▸ **What is being asked**:
In the news report about the Maryland bus-stop accident, which hospital was Skyla Shirriel flown to?

BEGIN Passage

A 7-year-old Maryland girl remains in critical condition after being struck by a truck while getting off her school bus this week, the latest in a recent rash of accidents involving children at bus stops.
Skyla Shirriel was struck by a pickup truck Tuesday while crossing the street in Bryantown, Maryland, about an hour’s drive southeast of Washington, D.C.
Although the bus had activated its flashing red lights and stop sign, a 35-year-old woman driving a Ford F-250 hit the girl as she was trying to get to her home across the street, the Charles County Sheriff’s Office said in a press release.
Skyla was immediately flown to Children’s National Hospital in Washington with critical injuries, the release said.
“She was late last night put in a medically induced coma,” family friend Mike Wathen told WJLA on Wednesday.
Diane Richardson, a spokeswoman with the Charles County Sheriff’s Office, told CNN Thursday that Skyla was in critical but stable condition.
The truck driver, whose name has not been disclosed, remained on the scene after the incident and the case is still under investigation, officials said.
“She’s not in custody as charges are still pending. We are waiting for the investigation to wrap up, which could take a couple of weeks,” Richardson told CNN.
School officials said the family has been keeping them informed of Skyla’s well being and has asked for assistance with food and gas.
“She is receiving the best medical attention at this time for several severe injuries, and her family is there with her,” Robert Opiekun, T.C. Martin Elementary School principal, said in a press release.
“I spoke with Skyla’s father, Mr. Shirriel, and he told me that any assistance would be appreciated.”
No other injuries were reported in the accident, but Charles County first responders said a 53-year-old was transported to a hospital after suffering a panic attack.
Wathen said his children witnessed the incident and were nearly hit too.
“The other three little boys were pretty shook up. They had a tough time last night,” said Wathen. “They just had questions about what happened to her. They all saw it.”
Bus driver Joselyn Brown told WJLA that she often sees drivers not stopping for the blinking lights and extended stop sign.
“I will see them coming and know they’re not gonna stop…I push my horn until they go by [and] they still don’t stop. All of us experience it every day,” she said.”Just stop! Stop when you see the yellow lights even. Slow down! Stop! Somebody’s child is gonna get hurt just like what happened yesterday,” said Brown.
One of many recent bus-stop accidents
In most states, drivers are required to stop and wait for a stopped school bus flashing its lights with a raised stop arm.

END Passage
BEGIN Records

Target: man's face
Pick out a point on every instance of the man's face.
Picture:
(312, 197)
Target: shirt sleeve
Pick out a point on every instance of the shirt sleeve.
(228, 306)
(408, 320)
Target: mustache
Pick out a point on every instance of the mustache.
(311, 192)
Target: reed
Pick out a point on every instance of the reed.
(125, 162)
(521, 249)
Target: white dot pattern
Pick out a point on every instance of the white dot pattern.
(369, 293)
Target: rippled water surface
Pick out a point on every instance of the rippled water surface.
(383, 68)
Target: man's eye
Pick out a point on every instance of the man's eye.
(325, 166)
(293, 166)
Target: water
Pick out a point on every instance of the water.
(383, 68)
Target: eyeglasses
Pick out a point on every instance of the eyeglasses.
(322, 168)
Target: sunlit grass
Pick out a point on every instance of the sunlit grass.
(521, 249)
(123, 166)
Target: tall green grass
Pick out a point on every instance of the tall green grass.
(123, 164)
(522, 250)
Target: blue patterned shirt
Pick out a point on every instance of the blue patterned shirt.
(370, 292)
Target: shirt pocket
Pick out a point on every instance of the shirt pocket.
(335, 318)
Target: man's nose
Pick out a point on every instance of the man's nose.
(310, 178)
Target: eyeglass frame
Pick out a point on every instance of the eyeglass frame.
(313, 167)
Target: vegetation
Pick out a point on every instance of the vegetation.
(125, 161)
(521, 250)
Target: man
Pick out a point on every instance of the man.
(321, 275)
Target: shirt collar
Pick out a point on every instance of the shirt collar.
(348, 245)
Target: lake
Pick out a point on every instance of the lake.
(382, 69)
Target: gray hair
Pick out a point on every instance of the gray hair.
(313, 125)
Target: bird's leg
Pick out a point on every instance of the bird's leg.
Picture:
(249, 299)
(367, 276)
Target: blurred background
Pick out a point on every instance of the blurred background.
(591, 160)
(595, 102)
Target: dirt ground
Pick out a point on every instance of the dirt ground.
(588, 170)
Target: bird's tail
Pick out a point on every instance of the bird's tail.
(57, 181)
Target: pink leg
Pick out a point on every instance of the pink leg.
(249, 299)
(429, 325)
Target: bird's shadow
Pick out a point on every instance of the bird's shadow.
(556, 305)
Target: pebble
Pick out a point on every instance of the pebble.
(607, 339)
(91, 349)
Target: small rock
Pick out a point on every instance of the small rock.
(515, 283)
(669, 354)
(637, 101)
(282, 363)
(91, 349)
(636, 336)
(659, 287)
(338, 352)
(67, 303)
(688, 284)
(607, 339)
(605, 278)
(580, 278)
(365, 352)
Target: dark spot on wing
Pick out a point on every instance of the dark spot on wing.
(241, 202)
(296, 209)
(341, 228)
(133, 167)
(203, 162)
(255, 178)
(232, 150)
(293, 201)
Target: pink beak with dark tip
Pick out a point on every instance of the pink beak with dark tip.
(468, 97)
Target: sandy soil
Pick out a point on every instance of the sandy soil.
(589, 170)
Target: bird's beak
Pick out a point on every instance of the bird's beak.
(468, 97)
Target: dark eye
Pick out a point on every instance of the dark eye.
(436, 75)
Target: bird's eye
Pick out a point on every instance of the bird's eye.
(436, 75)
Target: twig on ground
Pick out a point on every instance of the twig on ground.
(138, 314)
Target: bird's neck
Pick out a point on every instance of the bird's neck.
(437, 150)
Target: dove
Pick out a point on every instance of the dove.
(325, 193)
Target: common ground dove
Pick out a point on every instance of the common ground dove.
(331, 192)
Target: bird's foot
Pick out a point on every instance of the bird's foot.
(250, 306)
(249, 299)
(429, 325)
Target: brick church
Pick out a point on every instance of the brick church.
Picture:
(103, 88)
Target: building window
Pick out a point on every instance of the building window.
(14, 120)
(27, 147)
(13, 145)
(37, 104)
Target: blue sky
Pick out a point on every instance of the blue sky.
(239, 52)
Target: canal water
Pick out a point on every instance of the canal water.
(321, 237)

END Records

▸ **Output of the exercise**:
Children's National Hospital in Washington